**SOURCE TEXT**
Take those eight games out of the record and the Yankees’ lead swells to 6 › games. In fact, by losing those eight games, the Yankees are keeping the Red Sox in the race. Measured against the rest of baseball, there is no question which is the better team.
The Yankees have done it by fattening up on teams such as the Orioles and the Tigers, the Twins and the Athletics, the Blue Jays and, of course, the Mets. Against those teams, they have a 36-8 record. Against the same crew, Boston is 24-12.
So much for the Yankees and Red Sox using one another as a measuring stick. (By the way, the Mets beat the Phillies 11 of 18 last season, and we all know where that got them.)
For all the mouth-breathing about the rivalry between the Yankees and Red Sox and the earth-shattering significance of every game between them, the truth is that at the end of the day and the end of the season, this is how much difference it makes if the Yankees turn it all around and win the remaining 10 games between them, or if they never solve the puzzle and wind up losing the season series 18-0:
One postseason game.
By now, it’s pretty obvious that either the Yankees or Red Sox will win the East, and the runner-up will get the wild card. That means that — assuming both get past their first-round opponents — everything that happens between them over the course of 162 regular-season games will be wiped out by seven games in October.
And aside from bragging rights, the actual benefit of winning the regular-season series?
One additional home game in October.

**EXTRACTED DATA**
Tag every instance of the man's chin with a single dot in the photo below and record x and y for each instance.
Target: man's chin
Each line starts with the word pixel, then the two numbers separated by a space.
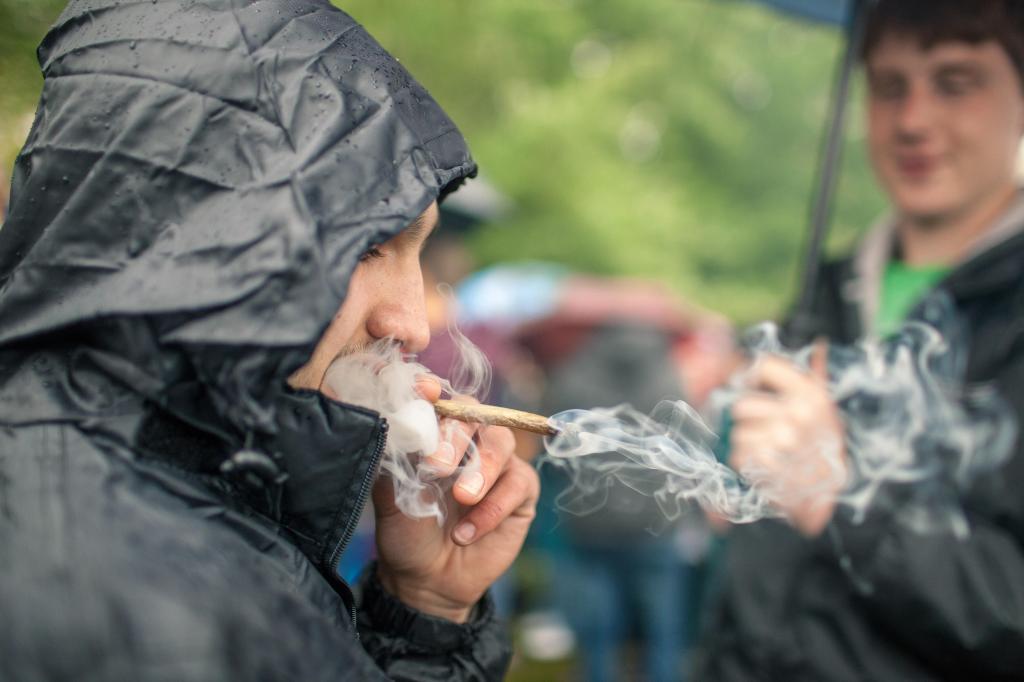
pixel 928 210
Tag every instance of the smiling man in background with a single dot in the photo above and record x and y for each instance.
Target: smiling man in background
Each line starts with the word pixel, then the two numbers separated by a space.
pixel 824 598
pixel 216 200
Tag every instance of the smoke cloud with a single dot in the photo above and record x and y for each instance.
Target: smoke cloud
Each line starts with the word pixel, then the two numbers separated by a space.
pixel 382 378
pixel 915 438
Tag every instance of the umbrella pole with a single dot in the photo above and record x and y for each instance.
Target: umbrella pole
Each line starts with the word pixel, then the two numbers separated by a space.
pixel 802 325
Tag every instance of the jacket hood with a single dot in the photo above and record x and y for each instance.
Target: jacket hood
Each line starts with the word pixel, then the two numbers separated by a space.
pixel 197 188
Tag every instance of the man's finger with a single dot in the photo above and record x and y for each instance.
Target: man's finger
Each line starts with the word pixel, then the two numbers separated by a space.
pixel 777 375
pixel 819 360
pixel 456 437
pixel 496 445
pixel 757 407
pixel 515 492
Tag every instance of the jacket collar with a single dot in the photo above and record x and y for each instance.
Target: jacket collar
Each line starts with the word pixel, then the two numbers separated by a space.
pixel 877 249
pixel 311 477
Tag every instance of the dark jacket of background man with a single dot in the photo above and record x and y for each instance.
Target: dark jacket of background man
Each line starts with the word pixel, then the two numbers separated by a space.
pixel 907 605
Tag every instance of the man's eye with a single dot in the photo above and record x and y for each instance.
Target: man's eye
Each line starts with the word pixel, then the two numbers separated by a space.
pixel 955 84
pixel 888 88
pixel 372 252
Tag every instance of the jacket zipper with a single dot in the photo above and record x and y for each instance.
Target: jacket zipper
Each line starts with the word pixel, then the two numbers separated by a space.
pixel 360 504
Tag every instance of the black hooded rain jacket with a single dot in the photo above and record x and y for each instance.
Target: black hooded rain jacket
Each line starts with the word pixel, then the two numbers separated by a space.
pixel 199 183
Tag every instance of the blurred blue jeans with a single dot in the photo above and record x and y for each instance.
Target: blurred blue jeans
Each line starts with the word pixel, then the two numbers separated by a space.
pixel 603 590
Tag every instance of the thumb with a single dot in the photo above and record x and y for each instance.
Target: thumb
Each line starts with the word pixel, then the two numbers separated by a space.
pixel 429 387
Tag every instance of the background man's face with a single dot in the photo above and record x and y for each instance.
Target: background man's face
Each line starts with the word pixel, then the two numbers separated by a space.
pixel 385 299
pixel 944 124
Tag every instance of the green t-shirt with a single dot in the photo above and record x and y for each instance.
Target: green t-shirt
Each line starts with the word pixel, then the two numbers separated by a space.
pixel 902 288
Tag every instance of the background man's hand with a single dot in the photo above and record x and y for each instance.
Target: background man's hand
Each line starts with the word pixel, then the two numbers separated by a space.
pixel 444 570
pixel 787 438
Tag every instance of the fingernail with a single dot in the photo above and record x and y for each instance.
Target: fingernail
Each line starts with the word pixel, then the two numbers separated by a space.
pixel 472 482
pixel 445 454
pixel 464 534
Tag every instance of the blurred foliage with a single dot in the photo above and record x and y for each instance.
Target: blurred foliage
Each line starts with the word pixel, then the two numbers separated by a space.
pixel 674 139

**PROBLEM A**
Answer these from the Yankees–Red Sox column:
(i) What record do the Yankees have against teams such as the Orioles, Tigers, Twins, Athletics, Blue Jays and Mets?
(ii) How many games did the Mets win against the Phillies last season?
(iii) Aside from bragging rights, what is the actual benefit of winning the regular-season series?
**PROBLEM B**
Put the entries from the line with "Tag every instance of the umbrella" up to and including the line with "pixel 360 504" into a JSON list of strings, one string per line, with blank lines left out.

**EXPECTED OUTPUT A**
(i) 36-8
(ii) 11 of 18
(iii) One additional home game in October

**EXPECTED OUTPUT B**
[
  "Tag every instance of the umbrella pole with a single dot in the photo above and record x and y for each instance.",
  "Target: umbrella pole",
  "Each line starts with the word pixel, then the two numbers separated by a space.",
  "pixel 802 325",
  "Tag every instance of the jacket hood with a single dot in the photo above and record x and y for each instance.",
  "Target: jacket hood",
  "Each line starts with the word pixel, then the two numbers separated by a space.",
  "pixel 197 188",
  "Tag every instance of the man's finger with a single dot in the photo above and record x and y for each instance.",
  "Target: man's finger",
  "Each line starts with the word pixel, then the two numbers separated by a space.",
  "pixel 777 375",
  "pixel 819 360",
  "pixel 456 437",
  "pixel 496 445",
  "pixel 757 407",
  "pixel 515 492",
  "Tag every instance of the jacket collar with a single dot in the photo above and record x and y for each instance.",
  "Target: jacket collar",
  "Each line starts with the word pixel, then the two numbers separated by a space.",
  "pixel 877 249",
  "pixel 311 477",
  "Tag every instance of the dark jacket of background man with a single dot in the photo above and record x and y for each instance.",
  "Target: dark jacket of background man",
  "Each line starts with the word pixel, then the two numbers separated by a space.",
  "pixel 907 605",
  "Tag every instance of the man's eye with a single dot in the photo above and record x and y for each instance.",
  "Target: man's eye",
  "Each line starts with the word pixel, then the two numbers separated by a space.",
  "pixel 955 84",
  "pixel 888 88",
  "pixel 372 252",
  "Tag every instance of the jacket zipper with a single dot in the photo above and record x and y for each instance.",
  "Target: jacket zipper",
  "Each line starts with the word pixel, then the two numbers separated by a space.",
  "pixel 360 504"
]